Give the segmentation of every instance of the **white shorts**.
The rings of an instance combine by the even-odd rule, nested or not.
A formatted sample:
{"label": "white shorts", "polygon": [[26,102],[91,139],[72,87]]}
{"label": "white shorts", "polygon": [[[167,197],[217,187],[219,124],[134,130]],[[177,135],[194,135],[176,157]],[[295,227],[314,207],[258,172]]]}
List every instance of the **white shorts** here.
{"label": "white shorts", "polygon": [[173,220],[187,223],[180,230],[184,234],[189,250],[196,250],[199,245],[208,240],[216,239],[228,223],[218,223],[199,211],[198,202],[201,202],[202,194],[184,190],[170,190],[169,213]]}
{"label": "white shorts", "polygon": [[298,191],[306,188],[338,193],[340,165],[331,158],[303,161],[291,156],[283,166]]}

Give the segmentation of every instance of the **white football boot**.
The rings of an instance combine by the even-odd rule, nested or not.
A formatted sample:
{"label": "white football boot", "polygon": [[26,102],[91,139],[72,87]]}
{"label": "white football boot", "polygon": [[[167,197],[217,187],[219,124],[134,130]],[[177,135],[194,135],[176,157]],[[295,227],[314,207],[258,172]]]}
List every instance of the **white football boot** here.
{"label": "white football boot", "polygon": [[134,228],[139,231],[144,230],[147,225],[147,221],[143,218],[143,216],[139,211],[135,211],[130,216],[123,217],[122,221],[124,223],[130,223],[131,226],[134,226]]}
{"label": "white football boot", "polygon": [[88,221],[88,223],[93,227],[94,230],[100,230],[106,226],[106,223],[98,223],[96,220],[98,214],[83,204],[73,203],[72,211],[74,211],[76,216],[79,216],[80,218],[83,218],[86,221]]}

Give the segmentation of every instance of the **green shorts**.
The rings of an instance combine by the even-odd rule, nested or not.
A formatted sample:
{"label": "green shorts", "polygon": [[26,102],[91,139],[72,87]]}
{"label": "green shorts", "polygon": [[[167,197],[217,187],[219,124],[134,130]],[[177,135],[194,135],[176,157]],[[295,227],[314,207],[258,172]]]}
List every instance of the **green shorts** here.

◇ ◇ ◇ ◇

#### [TASK INSTRUCTIONS]
Please rewrite every line of the items above as one numbered list, leaving out the blank lines.

#### [OUTPUT FOR THIS EXERCISE]
1. Give the segmentation of every instance of the **white shorts**.
2. The rings of an instance combine by the even-odd rule, nested or not.
3. A formatted sample:
4. {"label": "white shorts", "polygon": [[26,102],[91,139],[72,87]]}
5. {"label": "white shorts", "polygon": [[[167,197],[217,187],[219,124],[134,130]],[[177,135],[194,135],[176,157]],[[295,227],[314,207],[258,172]]]}
6. List every instance of the **white shorts** here.
7. {"label": "white shorts", "polygon": [[173,220],[187,223],[180,230],[184,234],[189,250],[196,250],[199,245],[208,240],[216,239],[228,223],[218,223],[199,211],[198,202],[201,202],[202,194],[184,190],[170,190],[169,213]]}
8. {"label": "white shorts", "polygon": [[298,191],[306,188],[338,193],[340,165],[331,158],[303,161],[291,156],[283,166]]}
9. Give the segmentation of every instance of the **white football boot**.
10. The rings of an instance combine by the even-odd rule, nested or not.
11. A formatted sample:
12. {"label": "white football boot", "polygon": [[26,102],[91,139],[72,87]]}
13. {"label": "white football boot", "polygon": [[[167,197],[217,187],[219,124],[134,130]],[[177,135],[194,135],[176,157]],[[295,227],[314,207],[258,172]]]}
14. List every instance of the **white football boot** here.
15. {"label": "white football boot", "polygon": [[134,228],[139,231],[144,230],[147,225],[147,221],[143,218],[143,216],[139,211],[135,211],[130,216],[123,217],[122,221],[124,223],[130,223],[131,226],[134,226]]}
16. {"label": "white football boot", "polygon": [[88,221],[88,223],[93,227],[94,230],[100,230],[106,226],[106,223],[98,223],[96,220],[98,214],[83,204],[73,203],[72,211],[74,211],[76,216],[79,216],[80,218],[83,218],[86,221]]}
17. Give the segmentation of every instance of the **green shorts**.
18. The rings of an instance combine by the even-odd rule, nested or not.
19. A formatted sample:
20. {"label": "green shorts", "polygon": [[26,102],[91,139],[72,87]]}
21. {"label": "green shorts", "polygon": [[[167,197],[217,187],[219,124],[134,130]],[[177,135],[194,135],[176,157]],[[295,227],[314,207],[258,172]]]}
22. List every instance of the **green shorts** here.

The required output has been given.